## What to work on
Write out the material exactly, leaving every picture behind.
# start of Records supplied
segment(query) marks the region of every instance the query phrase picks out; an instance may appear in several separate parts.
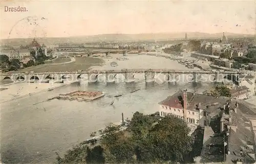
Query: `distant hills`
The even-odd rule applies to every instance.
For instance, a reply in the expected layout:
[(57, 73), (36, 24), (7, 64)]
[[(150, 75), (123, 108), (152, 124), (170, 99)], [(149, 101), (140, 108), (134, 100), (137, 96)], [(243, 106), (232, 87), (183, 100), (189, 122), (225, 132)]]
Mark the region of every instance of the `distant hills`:
[[(185, 32), (180, 33), (161, 33), (152, 34), (101, 34), (92, 36), (72, 36), (69, 37), (49, 37), (36, 38), (40, 43), (46, 45), (62, 43), (82, 43), (89, 42), (102, 41), (163, 41), (167, 40), (185, 39)], [(187, 32), (188, 39), (220, 38), (222, 33), (209, 34), (200, 32)], [(252, 37), (253, 35), (241, 34), (225, 33), (225, 35), (229, 38), (238, 37)], [(27, 45), (30, 43), (33, 38), (3, 39), (1, 44), (12, 45)]]

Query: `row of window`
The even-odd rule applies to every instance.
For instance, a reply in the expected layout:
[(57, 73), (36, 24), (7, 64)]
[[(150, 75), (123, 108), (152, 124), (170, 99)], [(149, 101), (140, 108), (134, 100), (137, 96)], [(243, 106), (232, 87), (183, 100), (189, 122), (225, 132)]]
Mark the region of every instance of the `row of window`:
[[(207, 124), (206, 124), (206, 123), (207, 123)], [(206, 126), (206, 125), (209, 125), (209, 120), (207, 120), (207, 122), (206, 122), (206, 120), (204, 120), (204, 126)]]
[[(172, 114), (171, 113), (164, 112), (163, 111), (161, 111), (161, 113), (160, 113), (160, 115), (161, 116), (165, 116), (166, 115), (171, 115), (171, 114)], [(174, 116), (177, 117), (179, 119), (182, 119), (183, 120), (184, 120), (184, 117), (183, 116), (181, 116), (180, 115), (175, 115), (175, 114), (173, 114), (173, 115), (174, 115)], [(207, 121), (208, 121), (208, 120), (207, 120)], [(190, 123), (195, 124), (195, 119), (190, 119), (190, 118), (187, 118), (187, 122), (188, 123)], [(196, 123), (198, 124), (199, 122), (199, 120), (197, 120)]]
[[(163, 108), (164, 108), (164, 107), (163, 106), (162, 106), (162, 107)], [(167, 108), (167, 108), (167, 106), (166, 106), (166, 107), (165, 107), (165, 109), (167, 109)], [(169, 107), (169, 109), (171, 110), (170, 107)], [(178, 110), (178, 112), (180, 112), (180, 109), (177, 109), (177, 110)], [(174, 111), (176, 111), (176, 109), (174, 108)], [(184, 110), (181, 110), (182, 111), (182, 112), (184, 113)], [(190, 111), (188, 111), (188, 114), (190, 114)], [(195, 115), (195, 112), (192, 112), (192, 114)]]

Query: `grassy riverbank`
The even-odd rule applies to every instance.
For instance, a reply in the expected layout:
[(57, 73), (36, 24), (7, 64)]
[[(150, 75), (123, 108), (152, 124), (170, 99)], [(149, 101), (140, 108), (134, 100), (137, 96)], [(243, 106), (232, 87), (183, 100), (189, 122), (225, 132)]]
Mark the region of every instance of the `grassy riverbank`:
[[(57, 59), (56, 60), (58, 60)], [(61, 59), (59, 59), (61, 60)], [(66, 59), (63, 59), (66, 60)], [(56, 62), (56, 60), (54, 62)], [(86, 71), (92, 66), (100, 66), (104, 63), (104, 60), (99, 58), (85, 57), (76, 58), (74, 62), (58, 65), (40, 65), (21, 69), (12, 73), (17, 73), (27, 71), (34, 71), (35, 73), (44, 72), (65, 72), (77, 71), (77, 70)]]

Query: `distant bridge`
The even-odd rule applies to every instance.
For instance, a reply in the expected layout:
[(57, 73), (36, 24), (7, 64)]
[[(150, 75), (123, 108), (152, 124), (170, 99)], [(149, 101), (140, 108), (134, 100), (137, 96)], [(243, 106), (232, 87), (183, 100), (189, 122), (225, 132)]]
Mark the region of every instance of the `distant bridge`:
[(11, 80), (16, 81), (19, 80), (38, 80), (40, 81), (47, 79), (54, 79), (61, 80), (67, 78), (71, 79), (75, 81), (81, 79), (81, 76), (86, 75), (88, 76), (89, 82), (95, 82), (98, 81), (99, 75), (104, 75), (106, 77), (108, 82), (115, 81), (117, 75), (122, 75), (126, 82), (135, 81), (134, 76), (137, 74), (142, 74), (146, 82), (154, 81), (154, 78), (159, 74), (164, 74), (167, 76), (168, 82), (175, 81), (175, 79), (179, 75), (191, 74), (193, 75), (195, 81), (199, 81), (201, 75), (208, 74), (214, 75), (216, 81), (222, 82), (225, 76), (228, 75), (234, 75), (238, 77), (244, 73), (241, 71), (220, 71), (218, 70), (211, 71), (196, 71), (196, 70), (174, 70), (164, 69), (127, 69), (121, 70), (95, 70), (90, 71), (63, 72), (44, 72), (33, 73), (26, 72), (17, 74), (1, 73), (0, 80)]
# end of Records supplied
## Answer for this exercise
segment(query) marks the region of every instance the query phrase picks out; an instance may appear in several separate parts.
Query: `distant hills`
The even-odd rule applies to every instance.
For instance, a reply in the expected layout:
[(57, 73), (36, 24), (7, 64)]
[[(150, 75), (123, 108), (152, 124), (170, 99)], [(149, 101), (140, 108), (134, 100), (137, 96)], [(243, 106), (232, 87), (183, 100), (189, 122), (225, 132)]]
Mark the region of every instance of the `distant hills`:
[[(185, 32), (180, 33), (161, 33), (152, 34), (101, 34), (92, 36), (72, 36), (69, 37), (49, 37), (36, 38), (40, 43), (46, 45), (62, 43), (82, 43), (89, 42), (102, 41), (163, 41), (167, 40), (185, 39)], [(187, 32), (188, 39), (220, 38), (222, 33), (209, 34), (200, 32)], [(252, 37), (253, 35), (241, 34), (225, 33), (225, 35), (229, 38), (238, 37)], [(27, 45), (30, 43), (33, 38), (3, 39), (1, 44), (12, 45)]]

Query: `row of window`
The even-odd rule applies to every instance.
For instance, a reply in the expected layout:
[(57, 73), (36, 24), (7, 64)]
[[(150, 75), (123, 108), (152, 124), (170, 99)], [(149, 101), (140, 108), (134, 100), (137, 96)], [(243, 106), (232, 87), (183, 100), (189, 122), (225, 132)]]
Mark the region of every instance of the `row of window`:
[[(207, 124), (206, 124), (206, 123), (207, 123)], [(206, 126), (206, 125), (209, 125), (209, 120), (207, 120), (207, 122), (206, 122), (206, 120), (204, 120), (204, 126)]]
[[(172, 114), (171, 113), (164, 112), (163, 111), (161, 111), (161, 113), (160, 113), (160, 115), (161, 116), (165, 116), (166, 115), (171, 115), (171, 114)], [(174, 116), (177, 117), (179, 119), (182, 119), (183, 120), (184, 120), (184, 117), (183, 116), (181, 116), (180, 115), (175, 115), (175, 114), (173, 114), (173, 115), (174, 115)], [(207, 121), (208, 121), (208, 120), (207, 120)], [(190, 123), (195, 124), (195, 119), (190, 119), (190, 118), (187, 118), (187, 122), (188, 123)], [(196, 123), (198, 124), (199, 122), (199, 120), (197, 120)]]
[[(163, 108), (164, 108), (164, 107), (163, 106), (162, 106), (162, 107)], [(167, 108), (167, 108), (167, 106), (166, 106), (166, 107), (165, 107), (165, 109), (167, 109)], [(169, 107), (169, 109), (171, 110), (170, 107)], [(178, 110), (178, 112), (180, 112), (180, 109), (177, 109), (177, 110)], [(174, 111), (176, 111), (176, 109), (174, 108)], [(184, 110), (181, 110), (182, 111), (182, 112), (184, 113)], [(190, 111), (188, 111), (188, 114), (190, 114)], [(195, 115), (195, 112), (192, 112), (192, 114)]]

Query: `grassy riverbank`
The even-odd rule applies to every instance.
For instance, a reply in the expected layout:
[(57, 73), (36, 24), (7, 64)]
[[(150, 75), (123, 108), (152, 124), (170, 99)], [(149, 101), (140, 108), (134, 100), (137, 96)], [(243, 106), (232, 87), (183, 100), (189, 122), (225, 132)]]
Mark the region of every instance of the `grassy riverbank`:
[[(57, 59), (56, 60), (58, 60)], [(61, 59), (59, 59), (61, 60)], [(66, 59), (63, 59), (66, 60)], [(56, 62), (56, 60), (54, 62)], [(86, 71), (92, 66), (100, 66), (104, 63), (104, 60), (99, 58), (85, 57), (76, 58), (74, 62), (58, 65), (40, 65), (21, 69), (12, 73), (17, 73), (27, 71), (34, 71), (35, 73), (44, 72), (65, 72), (77, 71), (77, 70)]]

Query: `distant bridge`
The even-odd rule applies to every instance.
For instance, a reply in the expected layout:
[(57, 73), (36, 24), (7, 64)]
[[(150, 75), (123, 108), (152, 124), (170, 99)], [(149, 101), (140, 108), (134, 100), (137, 96)], [(243, 106), (232, 87), (183, 100), (189, 122), (225, 132)]]
Mark the region of every instance of the `distant bridge`:
[(11, 80), (16, 81), (19, 80), (38, 80), (40, 81), (47, 79), (54, 79), (61, 80), (67, 78), (71, 79), (75, 81), (81, 79), (81, 76), (86, 75), (88, 76), (89, 82), (95, 82), (98, 81), (99, 75), (104, 75), (106, 77), (108, 82), (115, 81), (117, 75), (122, 75), (126, 82), (135, 81), (134, 76), (137, 74), (142, 74), (146, 82), (154, 81), (154, 78), (159, 74), (164, 74), (167, 76), (168, 82), (175, 81), (175, 79), (179, 75), (191, 74), (193, 75), (195, 81), (199, 81), (201, 75), (208, 74), (214, 75), (216, 81), (222, 82), (225, 76), (228, 75), (234, 75), (238, 77), (244, 73), (241, 71), (220, 71), (218, 70), (211, 71), (196, 71), (196, 70), (174, 70), (164, 69), (127, 69), (121, 70), (95, 70), (90, 71), (63, 72), (44, 72), (33, 73), (26, 72), (17, 74), (1, 73), (0, 80)]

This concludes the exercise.